Render the lines of the records between the one containing "Dataset class: bay window" and the one containing "[352,94,464,137]", inclusive, as a JSON list of strings with one string per line and blank lines omitted. Include only those lines.

Annotated coordinate records
——

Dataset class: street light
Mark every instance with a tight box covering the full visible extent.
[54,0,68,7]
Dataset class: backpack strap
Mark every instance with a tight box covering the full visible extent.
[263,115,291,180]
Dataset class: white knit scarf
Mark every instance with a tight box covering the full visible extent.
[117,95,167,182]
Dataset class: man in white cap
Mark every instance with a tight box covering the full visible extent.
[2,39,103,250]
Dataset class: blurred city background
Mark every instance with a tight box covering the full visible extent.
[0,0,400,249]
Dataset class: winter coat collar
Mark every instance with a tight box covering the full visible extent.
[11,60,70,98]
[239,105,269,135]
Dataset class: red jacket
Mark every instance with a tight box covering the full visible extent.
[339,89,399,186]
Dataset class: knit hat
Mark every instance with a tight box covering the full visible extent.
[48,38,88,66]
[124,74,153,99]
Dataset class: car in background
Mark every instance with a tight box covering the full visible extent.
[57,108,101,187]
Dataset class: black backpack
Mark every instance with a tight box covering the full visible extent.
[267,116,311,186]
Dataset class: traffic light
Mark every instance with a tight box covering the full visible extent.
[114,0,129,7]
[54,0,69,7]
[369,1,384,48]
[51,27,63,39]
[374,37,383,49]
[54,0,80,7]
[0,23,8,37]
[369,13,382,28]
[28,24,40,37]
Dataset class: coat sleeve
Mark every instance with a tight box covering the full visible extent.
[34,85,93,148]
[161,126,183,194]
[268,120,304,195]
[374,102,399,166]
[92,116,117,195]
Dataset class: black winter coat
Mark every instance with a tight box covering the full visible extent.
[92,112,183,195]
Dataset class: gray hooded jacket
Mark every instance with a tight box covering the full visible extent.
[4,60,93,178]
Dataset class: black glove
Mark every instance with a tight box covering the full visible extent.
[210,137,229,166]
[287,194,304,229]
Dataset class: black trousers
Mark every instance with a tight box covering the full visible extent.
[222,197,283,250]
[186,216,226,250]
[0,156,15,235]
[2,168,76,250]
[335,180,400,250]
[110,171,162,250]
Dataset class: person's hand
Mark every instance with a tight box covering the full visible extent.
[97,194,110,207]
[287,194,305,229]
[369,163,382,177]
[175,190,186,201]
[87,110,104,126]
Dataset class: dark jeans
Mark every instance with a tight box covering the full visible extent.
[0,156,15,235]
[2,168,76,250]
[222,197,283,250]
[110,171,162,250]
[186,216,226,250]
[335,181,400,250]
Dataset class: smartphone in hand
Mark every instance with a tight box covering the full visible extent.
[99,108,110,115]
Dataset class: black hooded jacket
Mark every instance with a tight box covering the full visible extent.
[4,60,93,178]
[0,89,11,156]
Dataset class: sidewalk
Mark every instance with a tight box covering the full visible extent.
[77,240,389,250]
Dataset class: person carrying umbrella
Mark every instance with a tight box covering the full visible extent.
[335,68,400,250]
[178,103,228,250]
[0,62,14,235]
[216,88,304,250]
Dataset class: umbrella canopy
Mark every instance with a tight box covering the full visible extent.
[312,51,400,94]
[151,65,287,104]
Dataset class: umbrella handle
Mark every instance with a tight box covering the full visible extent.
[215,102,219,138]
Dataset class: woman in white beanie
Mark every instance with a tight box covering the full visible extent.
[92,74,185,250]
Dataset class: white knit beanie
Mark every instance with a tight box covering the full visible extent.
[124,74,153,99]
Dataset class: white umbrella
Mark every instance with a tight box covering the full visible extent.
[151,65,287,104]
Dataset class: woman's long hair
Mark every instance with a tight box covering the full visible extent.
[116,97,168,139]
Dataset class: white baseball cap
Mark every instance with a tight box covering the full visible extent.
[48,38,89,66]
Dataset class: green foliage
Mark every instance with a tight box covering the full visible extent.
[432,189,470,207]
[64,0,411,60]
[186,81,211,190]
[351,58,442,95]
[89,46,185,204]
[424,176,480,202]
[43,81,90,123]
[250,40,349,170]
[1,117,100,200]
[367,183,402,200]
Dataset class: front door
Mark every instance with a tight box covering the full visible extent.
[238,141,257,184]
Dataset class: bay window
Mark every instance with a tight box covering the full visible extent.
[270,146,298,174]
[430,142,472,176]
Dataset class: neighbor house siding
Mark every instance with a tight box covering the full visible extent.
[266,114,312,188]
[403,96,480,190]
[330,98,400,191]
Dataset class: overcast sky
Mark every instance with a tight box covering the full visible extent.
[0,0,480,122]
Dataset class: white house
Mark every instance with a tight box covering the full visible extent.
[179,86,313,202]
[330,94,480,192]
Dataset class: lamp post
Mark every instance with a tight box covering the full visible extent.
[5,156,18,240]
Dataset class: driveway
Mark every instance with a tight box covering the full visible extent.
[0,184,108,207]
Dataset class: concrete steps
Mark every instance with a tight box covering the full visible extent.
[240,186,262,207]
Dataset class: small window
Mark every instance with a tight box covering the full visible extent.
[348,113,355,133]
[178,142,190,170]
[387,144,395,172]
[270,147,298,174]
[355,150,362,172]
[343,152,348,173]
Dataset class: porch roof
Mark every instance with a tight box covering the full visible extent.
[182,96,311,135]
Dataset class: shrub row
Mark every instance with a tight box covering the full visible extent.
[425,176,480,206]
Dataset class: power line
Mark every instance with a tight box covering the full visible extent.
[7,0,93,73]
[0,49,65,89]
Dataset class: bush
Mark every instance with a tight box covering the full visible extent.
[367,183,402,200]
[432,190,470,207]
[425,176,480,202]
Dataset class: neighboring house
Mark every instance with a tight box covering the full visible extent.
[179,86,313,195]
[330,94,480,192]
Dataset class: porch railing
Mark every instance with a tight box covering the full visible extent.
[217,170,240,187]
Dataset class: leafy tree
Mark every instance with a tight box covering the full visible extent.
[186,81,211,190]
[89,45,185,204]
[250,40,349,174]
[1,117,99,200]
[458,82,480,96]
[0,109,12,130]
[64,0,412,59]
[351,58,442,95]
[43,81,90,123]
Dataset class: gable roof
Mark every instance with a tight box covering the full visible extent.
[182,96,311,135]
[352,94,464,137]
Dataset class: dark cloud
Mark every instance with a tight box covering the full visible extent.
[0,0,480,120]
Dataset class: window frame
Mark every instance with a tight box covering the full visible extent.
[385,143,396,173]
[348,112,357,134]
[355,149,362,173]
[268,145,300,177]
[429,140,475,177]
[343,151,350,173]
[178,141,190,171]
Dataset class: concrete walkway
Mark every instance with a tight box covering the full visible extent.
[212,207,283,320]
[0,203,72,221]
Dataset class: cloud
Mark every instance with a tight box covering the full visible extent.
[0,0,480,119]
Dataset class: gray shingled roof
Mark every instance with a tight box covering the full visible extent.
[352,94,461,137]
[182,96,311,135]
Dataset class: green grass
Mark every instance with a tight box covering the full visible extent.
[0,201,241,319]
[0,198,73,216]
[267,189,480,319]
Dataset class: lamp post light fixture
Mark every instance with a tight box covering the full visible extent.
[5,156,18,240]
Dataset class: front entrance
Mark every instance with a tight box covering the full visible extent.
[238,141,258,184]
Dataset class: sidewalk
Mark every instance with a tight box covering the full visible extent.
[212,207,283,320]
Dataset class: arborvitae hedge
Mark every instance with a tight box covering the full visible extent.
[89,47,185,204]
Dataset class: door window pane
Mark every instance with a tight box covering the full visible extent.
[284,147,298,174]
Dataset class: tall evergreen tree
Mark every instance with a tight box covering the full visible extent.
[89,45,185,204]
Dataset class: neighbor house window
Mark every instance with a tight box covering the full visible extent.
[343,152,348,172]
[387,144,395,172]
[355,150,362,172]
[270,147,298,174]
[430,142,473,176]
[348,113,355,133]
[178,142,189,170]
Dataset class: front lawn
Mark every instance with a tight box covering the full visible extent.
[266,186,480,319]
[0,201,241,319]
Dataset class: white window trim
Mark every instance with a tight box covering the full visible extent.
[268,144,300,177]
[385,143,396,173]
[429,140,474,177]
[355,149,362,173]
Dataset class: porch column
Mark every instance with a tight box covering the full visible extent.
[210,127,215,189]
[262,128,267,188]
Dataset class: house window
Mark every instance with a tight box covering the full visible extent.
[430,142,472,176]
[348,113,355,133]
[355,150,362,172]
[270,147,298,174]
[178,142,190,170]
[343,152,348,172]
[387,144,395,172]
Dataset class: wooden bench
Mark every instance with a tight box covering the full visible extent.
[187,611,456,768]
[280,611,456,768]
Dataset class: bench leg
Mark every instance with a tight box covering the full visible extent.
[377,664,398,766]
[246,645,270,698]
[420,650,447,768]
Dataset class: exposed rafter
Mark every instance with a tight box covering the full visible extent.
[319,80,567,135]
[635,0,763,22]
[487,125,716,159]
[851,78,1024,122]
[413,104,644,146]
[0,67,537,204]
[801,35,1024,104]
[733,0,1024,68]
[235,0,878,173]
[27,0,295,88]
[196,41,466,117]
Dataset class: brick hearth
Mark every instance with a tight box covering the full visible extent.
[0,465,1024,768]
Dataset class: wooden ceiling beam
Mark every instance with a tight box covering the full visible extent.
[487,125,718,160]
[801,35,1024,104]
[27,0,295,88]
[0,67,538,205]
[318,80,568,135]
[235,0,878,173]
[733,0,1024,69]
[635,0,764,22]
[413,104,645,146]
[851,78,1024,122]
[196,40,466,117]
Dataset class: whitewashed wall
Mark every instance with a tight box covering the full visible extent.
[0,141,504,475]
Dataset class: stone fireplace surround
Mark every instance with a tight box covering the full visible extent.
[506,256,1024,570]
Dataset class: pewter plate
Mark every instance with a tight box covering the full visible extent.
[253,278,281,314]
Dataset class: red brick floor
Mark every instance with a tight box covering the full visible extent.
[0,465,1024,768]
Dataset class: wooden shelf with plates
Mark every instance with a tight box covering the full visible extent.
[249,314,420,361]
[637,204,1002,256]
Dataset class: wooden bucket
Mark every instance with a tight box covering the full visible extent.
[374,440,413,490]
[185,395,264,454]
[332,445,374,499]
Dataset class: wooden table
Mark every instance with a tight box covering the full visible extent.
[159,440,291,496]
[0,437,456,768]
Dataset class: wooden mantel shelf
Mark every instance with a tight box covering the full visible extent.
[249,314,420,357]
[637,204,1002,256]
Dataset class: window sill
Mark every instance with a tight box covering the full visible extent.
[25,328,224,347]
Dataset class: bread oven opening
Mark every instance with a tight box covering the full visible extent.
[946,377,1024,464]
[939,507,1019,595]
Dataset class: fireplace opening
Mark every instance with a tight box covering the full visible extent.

——

## [Answer to this problem]
[
  "Dataset class: bay window",
  "Mark every instance with a tight box covering the full visible extent.",
  "[270,146,298,174]",
  "[430,142,472,176]",
  "Dataset class: neighbor house siding",
  "Mark every instance with a tight box covering the full visible extent.",
  "[266,114,312,188]",
  "[403,96,480,190]",
  "[330,98,400,191]",
  "Dataset class: overcast sky",
  "Mark every instance with a tight box covering the full visible extent.",
  "[0,0,480,122]",
  "Dataset class: white house",
  "Mark every instance with a tight box covering the full visible extent.",
  "[179,86,313,202]",
  "[330,94,480,192]",
  "Dataset class: lamp post",
  "Mark every instance with a tight box covering the full visible extent.",
  "[5,156,18,240]",
  "Dataset class: driveway",
  "Mark every instance with a tight box covering the full visible extent.",
  "[0,184,108,207]",
  "Dataset class: concrete steps",
  "Mark every instance with a tight box covering the full visible extent.",
  "[240,186,262,207]",
  "Dataset class: small window",
  "Mark every instance with a tight box covering the full visible extent.",
  "[348,113,355,133]",
  "[178,142,190,170]",
  "[387,144,395,172]",
  "[270,147,298,174]",
  "[355,150,362,172]",
  "[343,152,348,173]",
  "Dataset class: porch roof",
  "Mark every instance with a tight box covering the full visible extent.",
  "[182,96,311,135]",
  "Dataset class: shrub row",
  "Mark every instance with a tight box covering the full visible extent.",
  "[425,176,480,206]",
  "Dataset class: power line",
  "Mark every instance with a tight box covering the full visible extent.",
  "[7,0,93,73]",
  "[0,49,65,89]",
  "Dataset class: bush",
  "Mark every instance with a tight box covering the full visible extent.",
  "[367,183,402,200]",
  "[432,190,470,207]",
  "[425,176,480,202]",
  "Dataset class: neighboring house",
  "Mark every instance with a tight box covering the full visible extent.",
  "[179,86,313,195]",
  "[330,94,480,192]",
  "Dataset class: porch railing",
  "Mark every instance with a tight box covering the full visible extent.",
  "[217,170,240,187]",
  "Dataset class: leafy tree",
  "Mark every instance with a tight box covering the full visible extent.",
  "[186,81,211,190]",
  "[89,45,185,204]",
  "[250,40,349,174]",
  "[1,117,99,200]",
  "[458,82,480,96]",
  "[0,109,12,130]",
  "[64,0,412,59]",
  "[351,58,442,95]",
  "[43,81,90,123]",
  "Dataset class: gable roof",
  "Mark every instance with a tight box covering the full visible extent.",
  "[182,96,311,135]",
  "[352,94,464,137]"
]